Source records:
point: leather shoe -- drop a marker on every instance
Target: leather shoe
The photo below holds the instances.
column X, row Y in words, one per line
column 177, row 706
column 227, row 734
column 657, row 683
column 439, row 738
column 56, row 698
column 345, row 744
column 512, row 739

◆ Task details
The answer must reproduce every record exactly.

◆ Reply to the task
point: leather shoe -- drop a marker on every instance
Target: leather shoe
The photo below holds the instances.
column X, row Y in words, one per line
column 177, row 706
column 227, row 734
column 657, row 683
column 439, row 738
column 56, row 698
column 345, row 744
column 512, row 739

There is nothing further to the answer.